• [Exercises to complete]:
A. According to the art therapy article, what share of oncologists have studies found to experience burnout at some stage in their career?
B. Extend the article on art therapy at St Bart's Hospital, beginning after its final sentence.
[Text]
Art therapy is being utilised by St Bart’s Hospital to help prevent doctor burnout. The weekly sessions are being implemented in a bid to relieve stress among staff...

Art therapy is being utilised by St Bart’s Hospital to help prevent doctor burnout.

The weekly sessions are being implemented in a bid to relieve stress among staff at the country’s biggest heart and cancer treatment centre, and have been rolled out following a successful pilot in 2015.

Studies have shown that up to 70% of oncologists experience burnout at some stage in their career, which can impact on patient safety. “These sessions are about providing support to our fantastic doctors, who do a remarkable job caring for our patients,” said Charles Knight, managing director at St Bart’s.

“We understand that the work they do can be emotionally challenging, and we hope these therapy sessions can help them deal with some of the stresses that naturally come with the job.” Back by popular demand, some of the hospital’s doctors have hailed the sessions as a welcome release. Dr Gehan Soosaipilla explained that it is easy to overlook the impact working in such an emotionally-charged environment can have on an individual.

“Being an oncologist is immensely rewarding and rightfully the focus is on improving patient care, but it is easy to ignore how stressful and challenging the day-to-day job can be and how this can impact practice,” he said.
[/Text]
[Record excerpts]
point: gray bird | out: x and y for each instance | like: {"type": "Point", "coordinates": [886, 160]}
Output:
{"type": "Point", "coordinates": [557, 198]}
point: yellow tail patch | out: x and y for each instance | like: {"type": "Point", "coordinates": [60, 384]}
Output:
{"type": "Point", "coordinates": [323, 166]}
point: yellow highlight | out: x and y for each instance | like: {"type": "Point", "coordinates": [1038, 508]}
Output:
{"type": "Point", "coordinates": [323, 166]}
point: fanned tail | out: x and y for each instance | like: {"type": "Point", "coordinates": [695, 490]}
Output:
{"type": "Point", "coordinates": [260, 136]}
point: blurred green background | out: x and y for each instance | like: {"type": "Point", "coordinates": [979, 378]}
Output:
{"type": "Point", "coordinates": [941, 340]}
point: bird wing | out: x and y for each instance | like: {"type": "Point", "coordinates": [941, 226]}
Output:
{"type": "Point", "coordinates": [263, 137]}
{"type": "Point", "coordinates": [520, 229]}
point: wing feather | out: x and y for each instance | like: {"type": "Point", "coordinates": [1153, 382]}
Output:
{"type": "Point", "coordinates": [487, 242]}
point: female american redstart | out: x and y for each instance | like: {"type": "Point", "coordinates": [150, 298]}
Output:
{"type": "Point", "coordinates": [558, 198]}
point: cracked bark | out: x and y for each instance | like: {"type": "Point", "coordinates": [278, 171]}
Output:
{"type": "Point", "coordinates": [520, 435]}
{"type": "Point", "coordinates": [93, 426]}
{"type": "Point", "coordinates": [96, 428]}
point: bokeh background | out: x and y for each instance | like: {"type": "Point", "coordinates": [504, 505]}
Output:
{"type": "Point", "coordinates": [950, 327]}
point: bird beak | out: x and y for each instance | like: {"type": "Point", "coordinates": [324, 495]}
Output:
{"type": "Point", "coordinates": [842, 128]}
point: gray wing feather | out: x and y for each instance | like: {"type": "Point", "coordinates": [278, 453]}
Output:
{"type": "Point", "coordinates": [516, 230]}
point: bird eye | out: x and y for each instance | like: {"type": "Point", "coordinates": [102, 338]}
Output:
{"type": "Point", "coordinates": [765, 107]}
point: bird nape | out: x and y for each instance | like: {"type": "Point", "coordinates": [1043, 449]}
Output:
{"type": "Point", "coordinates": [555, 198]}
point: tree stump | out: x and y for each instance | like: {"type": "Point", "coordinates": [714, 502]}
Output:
[/Record excerpts]
• [Answer section]:
A. Up to 70%.

B.
“Initially, for myself, the art therapy sessions were a means of artistic expression and creativity, and also a welcome break from the routine, but as we completed each session I felt more resilient, more confident in sharing experiences with my colleagues and very much looking forward to the next session.”

Colleague Dr Shanthini Crusz agreed, dubbing the therapy as a “rare opportunity for
reflection in my otherwise busy schedule”.

“It was extremely enjoyable, and I learnt a lot about ways to think about, approach and process the challenges of the job. It has been hugely beneficial to my relationship with patients and colleagues.”

Meanwhile, the woman behind the scheme, lead art psychotherapist Megan Tjasink, says she is honoured to be playing a part in assisting the men and women who do so much for others.

“Oncology registrars are more likely to deliver bad news, treat complex symptoms, and care for patients where treatment at times will fail, so it is no surprise that work related stress is a factor,” she said.

“It has been a privilege to launch these art therapy groups where doctors can use their creativity to improve self-care and enhance patient care.”